───── Given entries
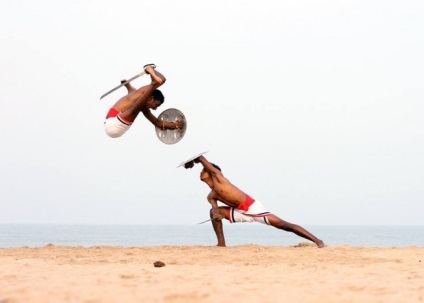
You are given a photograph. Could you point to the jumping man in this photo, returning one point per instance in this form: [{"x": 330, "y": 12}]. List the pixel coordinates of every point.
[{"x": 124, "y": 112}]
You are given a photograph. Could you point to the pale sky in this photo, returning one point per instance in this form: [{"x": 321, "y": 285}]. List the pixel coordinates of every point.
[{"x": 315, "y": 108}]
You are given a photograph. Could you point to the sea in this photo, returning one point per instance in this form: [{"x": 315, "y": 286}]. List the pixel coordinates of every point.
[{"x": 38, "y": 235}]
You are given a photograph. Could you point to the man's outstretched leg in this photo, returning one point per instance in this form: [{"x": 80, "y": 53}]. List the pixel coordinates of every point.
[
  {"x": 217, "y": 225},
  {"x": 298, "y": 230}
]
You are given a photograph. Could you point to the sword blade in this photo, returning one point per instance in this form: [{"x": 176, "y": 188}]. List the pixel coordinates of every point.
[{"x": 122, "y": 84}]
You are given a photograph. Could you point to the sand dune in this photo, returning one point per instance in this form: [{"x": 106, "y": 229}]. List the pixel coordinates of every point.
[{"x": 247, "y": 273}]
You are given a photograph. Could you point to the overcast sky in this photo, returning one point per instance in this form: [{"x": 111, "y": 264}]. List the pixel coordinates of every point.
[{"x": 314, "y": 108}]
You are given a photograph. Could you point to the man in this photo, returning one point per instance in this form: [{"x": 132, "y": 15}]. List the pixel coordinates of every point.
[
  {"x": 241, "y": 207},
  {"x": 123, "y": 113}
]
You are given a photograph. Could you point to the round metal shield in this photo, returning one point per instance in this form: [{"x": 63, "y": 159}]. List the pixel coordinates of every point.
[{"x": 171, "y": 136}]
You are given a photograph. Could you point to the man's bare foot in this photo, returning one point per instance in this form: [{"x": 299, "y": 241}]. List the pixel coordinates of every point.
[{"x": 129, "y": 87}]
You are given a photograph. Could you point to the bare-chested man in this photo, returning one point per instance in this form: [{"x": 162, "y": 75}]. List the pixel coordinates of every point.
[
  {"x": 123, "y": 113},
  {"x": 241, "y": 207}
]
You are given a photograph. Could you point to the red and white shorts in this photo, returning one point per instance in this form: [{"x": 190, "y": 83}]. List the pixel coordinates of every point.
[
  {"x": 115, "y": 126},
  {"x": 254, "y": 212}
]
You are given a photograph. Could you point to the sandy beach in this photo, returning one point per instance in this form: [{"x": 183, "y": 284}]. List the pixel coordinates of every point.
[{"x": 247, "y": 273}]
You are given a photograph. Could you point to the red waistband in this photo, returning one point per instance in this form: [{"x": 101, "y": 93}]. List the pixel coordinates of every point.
──────────
- Brief -
Repeat exactly the lines above from the line that contains "You are given a photograph. Could you point to the bare-chested" through the end. Include both of these ends; leave out everything else.

- Task output -
You are given a photograph. Could you point to the bare-chested man in this photo, returning one point per instance in this form: [{"x": 162, "y": 75}]. List the pixel coordinates of every point.
[
  {"x": 123, "y": 113},
  {"x": 241, "y": 207}
]
You are given a photograph. Could you point to the red and white shorts in this photo, returning one point per instance in this form: [{"x": 190, "y": 83}]. List the pixel coordinates of every point.
[
  {"x": 115, "y": 126},
  {"x": 254, "y": 212}
]
You are given a photograph. Could you point to the sandy beach in this photo, returning one point per instance in this form: [{"x": 183, "y": 284}]. List the pixel coordinates of every point.
[{"x": 247, "y": 273}]
You are given a photograph. Could you point to the red waistband in this photo, returning one point per instance in this form: [{"x": 101, "y": 93}]. List the pixel coordinates of every point.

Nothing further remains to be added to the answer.